(Named object pointing entries)

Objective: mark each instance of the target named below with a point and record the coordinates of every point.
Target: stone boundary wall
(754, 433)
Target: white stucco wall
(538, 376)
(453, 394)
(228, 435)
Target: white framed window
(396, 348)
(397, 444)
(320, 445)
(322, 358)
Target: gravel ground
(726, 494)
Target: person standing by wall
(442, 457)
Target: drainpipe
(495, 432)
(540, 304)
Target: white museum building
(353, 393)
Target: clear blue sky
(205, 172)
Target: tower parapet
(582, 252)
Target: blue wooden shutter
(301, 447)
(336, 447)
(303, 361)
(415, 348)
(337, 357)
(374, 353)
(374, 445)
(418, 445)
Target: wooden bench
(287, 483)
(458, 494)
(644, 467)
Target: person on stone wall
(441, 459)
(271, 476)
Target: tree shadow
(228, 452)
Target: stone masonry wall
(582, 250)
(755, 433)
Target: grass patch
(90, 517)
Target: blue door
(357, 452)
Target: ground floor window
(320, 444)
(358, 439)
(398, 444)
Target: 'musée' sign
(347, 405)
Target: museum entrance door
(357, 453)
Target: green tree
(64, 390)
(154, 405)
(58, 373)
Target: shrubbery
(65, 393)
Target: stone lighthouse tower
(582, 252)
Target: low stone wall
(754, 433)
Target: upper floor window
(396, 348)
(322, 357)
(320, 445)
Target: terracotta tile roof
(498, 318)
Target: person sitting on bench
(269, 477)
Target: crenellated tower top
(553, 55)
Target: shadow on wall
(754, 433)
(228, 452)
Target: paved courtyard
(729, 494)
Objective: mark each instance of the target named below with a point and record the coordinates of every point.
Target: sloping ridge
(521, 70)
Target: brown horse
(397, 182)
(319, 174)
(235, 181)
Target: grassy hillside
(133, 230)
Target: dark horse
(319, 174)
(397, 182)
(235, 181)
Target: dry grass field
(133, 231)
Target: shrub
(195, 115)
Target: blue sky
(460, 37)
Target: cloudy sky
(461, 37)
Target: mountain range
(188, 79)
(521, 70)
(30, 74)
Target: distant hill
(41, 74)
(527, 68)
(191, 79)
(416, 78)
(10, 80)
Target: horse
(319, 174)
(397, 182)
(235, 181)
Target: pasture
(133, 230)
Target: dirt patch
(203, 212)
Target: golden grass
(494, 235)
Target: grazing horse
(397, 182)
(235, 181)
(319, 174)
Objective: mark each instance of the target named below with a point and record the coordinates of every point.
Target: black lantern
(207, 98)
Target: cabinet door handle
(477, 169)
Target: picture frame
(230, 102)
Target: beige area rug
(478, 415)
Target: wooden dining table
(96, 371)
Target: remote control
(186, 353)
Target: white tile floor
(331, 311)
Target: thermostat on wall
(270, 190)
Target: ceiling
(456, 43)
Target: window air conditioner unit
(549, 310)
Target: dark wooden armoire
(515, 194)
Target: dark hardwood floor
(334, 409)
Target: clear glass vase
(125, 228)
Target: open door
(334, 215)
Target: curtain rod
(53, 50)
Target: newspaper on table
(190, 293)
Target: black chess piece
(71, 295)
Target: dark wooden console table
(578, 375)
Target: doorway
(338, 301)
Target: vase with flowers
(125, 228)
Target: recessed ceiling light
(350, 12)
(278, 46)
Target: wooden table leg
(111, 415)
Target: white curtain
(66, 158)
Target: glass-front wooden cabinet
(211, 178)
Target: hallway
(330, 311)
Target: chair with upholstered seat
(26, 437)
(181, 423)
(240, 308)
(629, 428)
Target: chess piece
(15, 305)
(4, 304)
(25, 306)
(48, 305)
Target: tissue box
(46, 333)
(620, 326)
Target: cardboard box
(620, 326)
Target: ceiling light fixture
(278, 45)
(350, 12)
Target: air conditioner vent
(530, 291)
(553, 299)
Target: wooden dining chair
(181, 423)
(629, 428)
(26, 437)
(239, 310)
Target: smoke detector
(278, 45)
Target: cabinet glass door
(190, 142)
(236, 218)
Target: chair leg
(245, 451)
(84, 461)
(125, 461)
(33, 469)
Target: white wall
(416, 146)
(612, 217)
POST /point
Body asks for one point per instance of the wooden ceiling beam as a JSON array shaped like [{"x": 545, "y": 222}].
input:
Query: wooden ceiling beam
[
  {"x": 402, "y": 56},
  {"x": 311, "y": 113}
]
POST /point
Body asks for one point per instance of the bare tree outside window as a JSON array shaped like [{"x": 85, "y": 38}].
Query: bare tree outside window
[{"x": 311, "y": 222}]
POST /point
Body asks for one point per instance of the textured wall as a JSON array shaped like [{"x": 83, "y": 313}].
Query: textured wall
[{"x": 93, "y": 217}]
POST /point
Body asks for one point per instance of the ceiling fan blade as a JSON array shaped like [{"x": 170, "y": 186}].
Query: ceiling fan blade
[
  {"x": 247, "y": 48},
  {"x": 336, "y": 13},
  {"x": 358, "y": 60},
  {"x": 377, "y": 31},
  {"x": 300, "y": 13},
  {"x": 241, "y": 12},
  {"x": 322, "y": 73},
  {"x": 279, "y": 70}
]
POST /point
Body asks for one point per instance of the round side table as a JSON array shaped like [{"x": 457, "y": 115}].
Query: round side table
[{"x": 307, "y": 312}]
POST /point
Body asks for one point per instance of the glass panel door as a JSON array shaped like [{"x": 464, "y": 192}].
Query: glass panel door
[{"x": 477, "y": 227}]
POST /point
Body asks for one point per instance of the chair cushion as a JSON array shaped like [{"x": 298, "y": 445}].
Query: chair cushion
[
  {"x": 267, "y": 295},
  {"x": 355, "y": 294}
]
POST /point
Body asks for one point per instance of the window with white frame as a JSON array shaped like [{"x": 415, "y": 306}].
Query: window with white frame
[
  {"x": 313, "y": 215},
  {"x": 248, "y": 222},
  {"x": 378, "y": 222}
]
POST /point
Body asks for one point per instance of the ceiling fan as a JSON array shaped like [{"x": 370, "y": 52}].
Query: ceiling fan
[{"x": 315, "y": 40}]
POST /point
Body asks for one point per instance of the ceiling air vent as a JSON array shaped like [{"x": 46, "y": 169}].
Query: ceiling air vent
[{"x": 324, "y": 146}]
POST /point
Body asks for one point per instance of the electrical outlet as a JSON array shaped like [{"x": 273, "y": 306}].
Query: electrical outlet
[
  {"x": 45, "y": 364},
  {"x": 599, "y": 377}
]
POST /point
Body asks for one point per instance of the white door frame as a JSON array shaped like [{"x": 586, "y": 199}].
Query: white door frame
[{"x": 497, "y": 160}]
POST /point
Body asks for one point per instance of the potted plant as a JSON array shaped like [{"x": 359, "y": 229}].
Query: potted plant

Work required ->
Set down the material above again, word for word.

The answer ->
Objective: mark each instance of the target named below with a point and record the coordinates of every point.
Target: stone boundary wall
(754, 433)
Target: white stucco wall
(538, 376)
(453, 394)
(228, 435)
Target: white framed window
(396, 348)
(397, 444)
(320, 445)
(322, 358)
Target: gravel ground
(726, 494)
Target: person standing by wall
(442, 457)
Target: drainpipe
(495, 432)
(540, 304)
Target: white museum building
(353, 393)
Target: clear blue sky
(205, 172)
Target: tower parapet
(582, 252)
Target: blue wooden shutter
(301, 447)
(336, 447)
(303, 361)
(415, 348)
(337, 357)
(374, 353)
(374, 445)
(418, 445)
Target: wooden bench
(287, 483)
(458, 494)
(644, 467)
Target: person on stone wall
(441, 459)
(271, 476)
Target: tree shadow
(228, 452)
Target: stone masonry wall
(582, 250)
(755, 433)
Target: grass patch
(90, 517)
Target: blue door
(357, 452)
Target: ground floor window
(320, 444)
(358, 439)
(398, 444)
Target: 'musée' sign
(347, 405)
Target: museum entrance door
(357, 453)
Target: green tree
(64, 390)
(154, 405)
(58, 373)
Target: shrubbery
(65, 393)
Target: stone lighthouse tower
(582, 252)
Target: low stone wall
(754, 433)
Target: upper floor window
(396, 348)
(322, 357)
(320, 445)
Target: terracotta tile roof
(498, 318)
Target: person sitting on bench
(269, 477)
Target: crenellated tower top
(553, 55)
Target: shadow on wall
(754, 433)
(228, 452)
Target: paved courtyard
(729, 494)
Objective: mark each instance of the target named below with a point and record the coordinates of every point.
Target: sloping ridge
(521, 70)
Target: brown horse
(397, 182)
(319, 174)
(235, 181)
Target: grassy hillside
(133, 230)
Target: dark horse
(319, 174)
(397, 182)
(235, 181)
Target: dry grass field
(133, 231)
Target: shrub
(195, 115)
Target: blue sky
(460, 37)
Target: cloudy sky
(461, 37)
Target: mountain range
(188, 79)
(521, 70)
(30, 74)
Target: distant hill
(41, 74)
(527, 68)
(191, 79)
(416, 78)
(10, 80)
Target: horse
(319, 174)
(397, 182)
(235, 181)
Target: pasture
(133, 230)
Target: dirt patch
(203, 212)
Target: golden grass
(494, 235)
Target: grazing horse
(397, 182)
(235, 181)
(319, 174)
Objective: mark each instance of the target named below with a point and record the coordinates of every point.
Target: black lantern
(207, 98)
Target: cabinet door handle
(477, 169)
Target: picture frame
(230, 102)
Target: beige area rug
(478, 415)
Target: wooden dining table
(96, 371)
Target: remote control
(186, 353)
Target: white tile floor
(331, 311)
Target: thermostat on wall
(270, 190)
Target: ceiling
(456, 43)
Target: window air conditioner unit
(549, 310)
Target: dark wooden armoire
(515, 194)
Target: dark hardwood floor
(334, 409)
Target: clear glass vase
(125, 228)
Target: open door
(334, 215)
Target: curtain rod
(53, 50)
Target: newspaper on table
(190, 293)
Target: black chess piece
(71, 295)
Target: dark wooden console table
(578, 375)
Target: doorway
(338, 301)
Target: vase with flowers
(125, 228)
Target: recessed ceiling light
(350, 12)
(278, 46)
Target: wooden table leg
(111, 415)
Target: white curtain
(66, 158)
Target: glass-front wooden cabinet
(211, 178)
Target: hallway
(330, 311)
Target: chair with upholstered seat
(26, 437)
(181, 423)
(240, 308)
(629, 428)
Target: chess piece
(15, 305)
(4, 304)
(25, 306)
(48, 305)
Target: tissue box
(46, 333)
(620, 326)
Target: cardboard box
(620, 326)
Target: ceiling light fixture
(278, 45)
(350, 12)
Target: air conditioner vent
(530, 291)
(553, 299)
Target: wooden dining chair
(181, 423)
(629, 428)
(26, 437)
(239, 310)
Target: smoke detector
(278, 45)
Target: cabinet glass door
(190, 142)
(236, 218)
Target: chair leg
(245, 451)
(84, 461)
(125, 461)
(33, 469)
Target: white wall
(416, 146)
(612, 217)
POST /point
Body asks for one point per instance of the wooden ceiling beam as a JSON array shaped like [{"x": 545, "y": 222}].
input:
Query: wooden ceiling beam
[
  {"x": 402, "y": 56},
  {"x": 311, "y": 113}
]
POST /point
Body asks for one point per instance of the bare tree outside window as a JSON array shaped like [{"x": 85, "y": 38}].
Query: bare tree outside window
[{"x": 311, "y": 222}]
POST /point
Body asks for one point per instance of the textured wall as a JSON array shaped like [{"x": 83, "y": 313}].
Query: textured wall
[{"x": 93, "y": 217}]
POST /point
Body asks for one point per instance of the ceiling fan blade as a JSON array shaped like [{"x": 170, "y": 186}].
Query: ceiling fan blade
[
  {"x": 247, "y": 48},
  {"x": 336, "y": 13},
  {"x": 358, "y": 60},
  {"x": 377, "y": 31},
  {"x": 300, "y": 13},
  {"x": 241, "y": 12},
  {"x": 322, "y": 73},
  {"x": 279, "y": 70}
]
POST /point
Body asks for one point per instance of the round side table as a JSON array shaped like [{"x": 457, "y": 115}].
Query: round side table
[{"x": 307, "y": 312}]
POST /point
Body asks for one point per instance of the glass panel door as a JSON array shaped like [{"x": 464, "y": 192}].
Query: glass panel door
[{"x": 477, "y": 227}]
POST /point
Body asks for one point per instance of the chair cushion as a JSON array shaped like [{"x": 298, "y": 445}].
Query: chair cushion
[
  {"x": 267, "y": 295},
  {"x": 355, "y": 294}
]
POST /point
Body asks for one point per instance of the window with white frame as a JSON array shaped like [{"x": 415, "y": 306}].
Query: window with white frame
[
  {"x": 313, "y": 215},
  {"x": 248, "y": 222},
  {"x": 378, "y": 222}
]
POST /point
Body asks for one point per instance of the ceiling fan as a JSON array shaped like [{"x": 370, "y": 52}].
Query: ceiling fan
[{"x": 315, "y": 40}]
POST /point
Body asks for one point per instance of the ceiling air vent as a JSON array shaped like [{"x": 46, "y": 169}].
Query: ceiling air vent
[{"x": 324, "y": 146}]
POST /point
Body asks for one point per instance of the electrical outlet as a JSON array shaped like [{"x": 273, "y": 306}].
Query: electrical outlet
[
  {"x": 45, "y": 364},
  {"x": 599, "y": 377}
]
POST /point
Body asks for one point per instance of the white door frame as a JSON array shaped like [{"x": 586, "y": 199}].
Query: white door frame
[{"x": 497, "y": 160}]
POST /point
Body asks for one point per instance of the potted plant as a JSON array shaped like [{"x": 359, "y": 229}].
Query: potted plant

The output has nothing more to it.